• **REQUIRED TASK**
Repeat each line exactly as it is written.

A block of data
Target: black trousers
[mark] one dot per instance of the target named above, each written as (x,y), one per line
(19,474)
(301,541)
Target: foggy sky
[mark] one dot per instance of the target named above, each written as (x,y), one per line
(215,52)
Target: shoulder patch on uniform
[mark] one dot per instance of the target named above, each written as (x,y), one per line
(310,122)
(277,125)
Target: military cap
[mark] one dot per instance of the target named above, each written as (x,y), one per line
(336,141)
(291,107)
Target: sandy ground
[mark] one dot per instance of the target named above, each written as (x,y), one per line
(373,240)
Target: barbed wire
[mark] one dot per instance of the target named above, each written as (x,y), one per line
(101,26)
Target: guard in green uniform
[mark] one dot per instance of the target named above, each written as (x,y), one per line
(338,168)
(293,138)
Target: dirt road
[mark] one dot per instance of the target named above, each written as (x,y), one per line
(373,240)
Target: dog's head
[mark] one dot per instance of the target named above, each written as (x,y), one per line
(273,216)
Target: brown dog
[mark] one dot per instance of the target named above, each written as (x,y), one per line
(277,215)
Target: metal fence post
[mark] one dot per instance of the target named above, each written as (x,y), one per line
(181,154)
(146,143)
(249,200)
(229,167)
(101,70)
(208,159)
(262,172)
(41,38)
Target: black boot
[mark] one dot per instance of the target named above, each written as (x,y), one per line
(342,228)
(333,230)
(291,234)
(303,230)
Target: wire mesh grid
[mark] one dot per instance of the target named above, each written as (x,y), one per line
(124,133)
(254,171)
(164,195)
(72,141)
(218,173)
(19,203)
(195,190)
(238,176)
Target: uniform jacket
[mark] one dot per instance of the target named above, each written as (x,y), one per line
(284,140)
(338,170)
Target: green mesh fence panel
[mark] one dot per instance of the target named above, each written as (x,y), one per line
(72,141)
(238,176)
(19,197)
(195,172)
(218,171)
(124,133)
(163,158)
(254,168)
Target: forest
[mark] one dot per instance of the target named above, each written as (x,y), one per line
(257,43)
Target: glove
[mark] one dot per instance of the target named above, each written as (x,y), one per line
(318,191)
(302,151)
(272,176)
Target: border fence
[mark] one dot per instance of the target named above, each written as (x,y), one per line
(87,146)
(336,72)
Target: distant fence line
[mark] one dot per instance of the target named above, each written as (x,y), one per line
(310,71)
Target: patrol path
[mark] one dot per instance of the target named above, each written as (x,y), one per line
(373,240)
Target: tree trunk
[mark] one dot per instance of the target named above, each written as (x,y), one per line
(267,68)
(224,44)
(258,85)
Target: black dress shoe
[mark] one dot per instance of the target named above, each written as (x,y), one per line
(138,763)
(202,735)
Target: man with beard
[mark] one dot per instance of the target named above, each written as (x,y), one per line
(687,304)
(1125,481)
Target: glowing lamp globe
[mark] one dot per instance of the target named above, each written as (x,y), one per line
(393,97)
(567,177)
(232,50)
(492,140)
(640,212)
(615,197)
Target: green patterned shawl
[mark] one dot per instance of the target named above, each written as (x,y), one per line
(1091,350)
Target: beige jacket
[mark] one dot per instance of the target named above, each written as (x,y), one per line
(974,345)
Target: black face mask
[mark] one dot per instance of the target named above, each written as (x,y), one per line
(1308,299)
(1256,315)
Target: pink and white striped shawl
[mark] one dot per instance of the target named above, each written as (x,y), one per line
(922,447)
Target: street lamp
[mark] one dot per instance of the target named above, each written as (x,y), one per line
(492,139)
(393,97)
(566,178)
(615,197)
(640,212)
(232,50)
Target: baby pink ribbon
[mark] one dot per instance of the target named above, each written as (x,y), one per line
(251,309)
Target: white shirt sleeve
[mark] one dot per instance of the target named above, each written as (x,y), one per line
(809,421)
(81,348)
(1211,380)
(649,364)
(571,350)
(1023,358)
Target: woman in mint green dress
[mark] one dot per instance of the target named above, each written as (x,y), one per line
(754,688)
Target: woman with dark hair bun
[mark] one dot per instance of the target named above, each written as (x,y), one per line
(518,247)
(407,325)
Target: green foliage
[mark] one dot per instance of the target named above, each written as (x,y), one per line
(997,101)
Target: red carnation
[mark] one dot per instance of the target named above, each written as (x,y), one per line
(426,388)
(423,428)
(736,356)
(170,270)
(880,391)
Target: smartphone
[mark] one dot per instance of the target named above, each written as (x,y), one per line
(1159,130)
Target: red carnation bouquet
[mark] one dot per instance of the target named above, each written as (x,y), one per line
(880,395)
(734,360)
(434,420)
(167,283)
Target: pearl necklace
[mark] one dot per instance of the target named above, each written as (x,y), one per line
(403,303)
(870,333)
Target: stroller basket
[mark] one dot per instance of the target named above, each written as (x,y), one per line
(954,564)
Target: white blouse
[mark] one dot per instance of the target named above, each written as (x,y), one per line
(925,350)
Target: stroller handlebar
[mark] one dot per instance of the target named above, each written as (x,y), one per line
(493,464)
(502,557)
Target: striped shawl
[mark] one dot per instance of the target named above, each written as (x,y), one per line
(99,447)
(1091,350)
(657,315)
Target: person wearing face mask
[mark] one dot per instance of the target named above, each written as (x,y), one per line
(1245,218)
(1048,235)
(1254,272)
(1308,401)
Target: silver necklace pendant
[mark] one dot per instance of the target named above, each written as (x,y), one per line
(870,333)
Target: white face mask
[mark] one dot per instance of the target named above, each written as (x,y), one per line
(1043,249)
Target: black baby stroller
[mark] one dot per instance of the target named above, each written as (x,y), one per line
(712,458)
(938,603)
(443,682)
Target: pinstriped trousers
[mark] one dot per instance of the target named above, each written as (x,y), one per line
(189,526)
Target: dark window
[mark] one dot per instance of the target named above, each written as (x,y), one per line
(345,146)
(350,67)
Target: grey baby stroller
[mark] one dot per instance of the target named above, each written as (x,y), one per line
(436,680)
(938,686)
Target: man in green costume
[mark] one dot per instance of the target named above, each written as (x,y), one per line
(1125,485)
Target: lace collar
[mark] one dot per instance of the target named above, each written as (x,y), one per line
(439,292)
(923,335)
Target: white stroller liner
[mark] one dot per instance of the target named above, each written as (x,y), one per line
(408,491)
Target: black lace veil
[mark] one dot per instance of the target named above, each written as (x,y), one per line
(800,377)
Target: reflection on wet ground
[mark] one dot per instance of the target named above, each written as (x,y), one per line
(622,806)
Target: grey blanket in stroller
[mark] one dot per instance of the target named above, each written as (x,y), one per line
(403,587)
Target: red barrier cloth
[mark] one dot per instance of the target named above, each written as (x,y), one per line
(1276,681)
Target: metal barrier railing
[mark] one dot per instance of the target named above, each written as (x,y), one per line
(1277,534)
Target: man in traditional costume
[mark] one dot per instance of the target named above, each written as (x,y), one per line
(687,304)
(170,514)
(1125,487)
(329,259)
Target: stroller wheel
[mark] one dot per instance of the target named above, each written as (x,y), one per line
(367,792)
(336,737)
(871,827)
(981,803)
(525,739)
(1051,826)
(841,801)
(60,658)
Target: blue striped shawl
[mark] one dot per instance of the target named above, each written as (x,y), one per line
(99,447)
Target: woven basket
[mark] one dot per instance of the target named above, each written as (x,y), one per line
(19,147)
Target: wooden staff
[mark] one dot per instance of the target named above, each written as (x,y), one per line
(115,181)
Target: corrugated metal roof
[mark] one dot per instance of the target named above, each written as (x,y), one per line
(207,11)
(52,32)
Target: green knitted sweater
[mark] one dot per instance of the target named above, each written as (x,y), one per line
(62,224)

• **FINAL RESULT**
Target: black trousers
[mark] one dot per instance of the target named above, each written as (x,y), one per line
(19,474)
(301,541)
Target: foggy sky
[mark] one dot per instance of the target named above, each written as (x,y), one per line
(215,52)
Target: shoulder patch on uniform
[mark] one dot per instance of the target named above, each written as (x,y), one per line
(310,122)
(277,125)
Target: military cap
[mark] one dot per instance of the target named above, each written as (x,y), one per line
(336,141)
(291,107)
Target: sandy ground
[mark] one dot per instance of the target named above, each written as (x,y), one per line
(373,240)
Target: barbed wire
[mark] one dot per instance of the target named above, each written as (x,y), one per line
(101,26)
Target: guard in green uniform
[mark] one dot per instance of the target named above, each written as (x,y), one per line
(338,168)
(293,138)
Target: dirt road
[mark] one dot per instance of the target named above, each written as (x,y), one per line
(373,240)
Target: dog's head
[mark] one dot per instance of the target named above, each written as (x,y), one per line
(273,216)
Target: brown dog
[mark] one dot per instance of the target named above, each written as (x,y), one per line
(277,215)
Target: metal fence post
[mark] one dot per instance of the target named above, each written as (x,y), one per line
(181,154)
(146,143)
(249,200)
(229,167)
(101,70)
(208,159)
(262,172)
(41,38)
Target: black boot
[mark] one dot per instance of the target named above, each written as (x,y), one per line
(342,228)
(333,230)
(291,234)
(303,230)
Target: wire mesh grid
[mark] one dot per instance of the target named above, each written as (x,y), one per line
(124,133)
(254,171)
(164,195)
(72,141)
(218,173)
(19,203)
(195,190)
(238,176)
Target: uniform jacket
[mark] one dot per instance of the target named above, each written as (x,y), one per line
(284,140)
(338,170)
Target: green mesh fence panel
[mark] one dot per instance of the target named above, each written as (x,y), one per line
(72,141)
(238,176)
(19,197)
(195,172)
(218,171)
(124,133)
(163,158)
(254,168)
Target: forest
[mark] one dot per instance of the target named above, each written as (x,y), one per line
(257,43)
Target: glove
[mark] one dot per instance of the target named above, each written as (x,y), one per line
(318,191)
(302,151)
(272,176)
Target: border fence
[mark] one dot per instance of the target named above, each written as (x,y), one per line
(87,146)
(336,72)
Target: distant fence line
[mark] one dot per instance of the target named above, each written as (x,y), one per line
(310,71)
Target: patrol path
[mark] one dot per instance of the target named above, each written as (x,y), one per line
(373,240)
Target: tree trunk
[mark] one dot per instance of the target named above, each written as (x,y), one per line
(267,68)
(224,44)
(258,85)
Target: black dress shoe
[mark] one dot per instance of the target named above, each written as (x,y), one per line
(138,763)
(202,735)
Target: man with beard
[mark] one dot per instance of the target named above, each written as (x,y), one per line
(687,304)
(1125,481)
Target: glowing lamp globe
[mark] one dot per instance of the target named above, each written as (x,y), one per line
(393,97)
(567,177)
(232,50)
(492,140)
(640,212)
(615,197)
Target: green patterned shawl
[mark] one dot per instance of the target named above, each written as (x,y), one per line
(1091,350)
Target: beige jacket
[mark] one dot per instance of the target named above, each written as (x,y), one per line
(974,345)
Target: black face mask
[mark] one dot per instance of the target named above, each written as (x,y), one per line
(1308,299)
(1256,315)
Target: pink and white striped shawl
[mark] one dot per instance of the target named above, each written as (x,y), one per line
(922,447)
Target: street lamp
[mark] one dot per instance of the target named above, each written as (x,y), one per line
(492,139)
(393,97)
(566,178)
(615,197)
(640,212)
(232,50)
Target: baby pink ribbon
[mark] one dot per instance of the target named above, each written as (x,y), one per line
(251,309)
Target: white shirt sleeve
[mark] one dot per instance of the target named above, each written as (x,y), one per line
(809,421)
(81,348)
(1211,380)
(649,364)
(571,350)
(1023,358)
Target: woman in mint green dress
[mark] one dot per instance of the target named above, each written as (x,y), one per line
(754,688)
Target: woman with dark hair bun
[mark] one dot per instance of the target named above, each written as (x,y), one per line
(518,247)
(407,325)
Target: green foliage
[mark] one dot per instance of the target named above, each written as (x,y), one per line
(997,101)
Target: red carnation
[mark] one dot per instance of the target named above, each written as (x,y), one per line
(426,388)
(423,428)
(736,356)
(170,270)
(880,391)
Target: smartphone
[mark] one dot per instance of the target named above, each written as (x,y), one per line
(1159,130)
Target: red carnation bouquet
[mark] one dot per instance of the target named above, each written as (x,y), one per line
(880,395)
(734,360)
(434,420)
(167,283)
Target: pearl necklace
[mark] one dot per instance of the target named above, each written as (x,y), one per line
(403,303)
(870,333)
Target: stroller basket
[mark] one dot per instance of the target named above, each written as (x,y), one per line
(954,564)
Target: white blouse
[mark] one dot per instance of the target named above, each written as (x,y), one per line
(925,350)
Target: stroller handlebar
[mark] one dot per instance of the target named above, each written as (x,y), one per line
(493,464)
(502,557)
Target: striped shawl
[mark] one dot per instance of the target named above, each written as (x,y), one per line
(99,447)
(1091,350)
(657,315)
Target: person wearing face mask
[mark] one dot per instance of the target named above, each written as (x,y), one per line
(1245,218)
(1048,235)
(1254,272)
(1308,401)
Target: silver necklace pendant
[mark] one dot per instance of the target named above, each written as (x,y), one per line
(870,333)
Target: white face mask
[mark] one dot per instance of the target named above, each written as (x,y), one per line
(1043,249)
Target: black baby stroller
[mark] one dot per instance of the target named above, each written as (x,y), one per line
(712,458)
(938,603)
(443,682)
Target: pinstriped trousers
[mark] one dot per instance of the target named above, each written as (x,y), one per line
(189,526)
Target: dark window
[mark] one dot per instance of the target named above, each written as (x,y), one per line
(345,146)
(350,67)
Target: grey baby stroller
[mark] one dot per instance of the target named above, each written as (x,y), one per line
(436,680)
(938,686)
Target: man in green costume
[mark] one dot per instance of the target named above, each written as (x,y), one per line
(1125,485)
Target: lace collar
[mark] one dot per instance of the target named above, each written as (x,y), one per line
(439,292)
(923,335)
Target: white stroller liner
[mark] one dot per instance of the target named above, each written as (x,y), one per line
(408,491)
Target: black lace veil
[mark] one dot per instance of the target named above, each written as (x,y), one per line
(800,377)
Target: reflection on wet ground
[mark] one dot per instance of the target named above, each written as (x,y), one per line
(622,806)
Target: grey blanket in stroller
[mark] one dot per instance of the target named above, each written as (x,y), one per line
(403,587)
Target: red barrier cloth
[mark] one dot per instance of the target named above, each written as (x,y), one per line
(1276,681)
Target: metal barrier railing
[mark] one dot per instance of the target named above, each written as (x,y), one per line
(1277,534)
Target: man in traditional costume
[mark] one dot per instance of the target named above, each written as (x,y), one per line
(687,304)
(170,514)
(1125,487)
(329,259)
Target: stroller wheel
[mark] one dot per instance of the target named above, each written as (x,y), one per line
(367,792)
(336,737)
(871,827)
(981,803)
(525,739)
(1051,826)
(841,801)
(60,658)
Target: blue striped shawl
[mark] one dot per instance of the target named above, each written as (x,y), one per line
(99,447)
Target: woven basket
[mark] one dot per instance of the target named above, each written as (x,y), one per line
(19,147)
Target: wooden staff
[mark] one dot per instance of the target named above, each written as (x,y), one per line
(115,181)
Target: corrugated metal roof
[mark] one dot per instance of the target named above, each written as (x,y), one per line
(207,11)
(52,32)
Target: green knitted sweater
[mark] one dot per instance of the target named above, each written as (x,y), one per line
(62,224)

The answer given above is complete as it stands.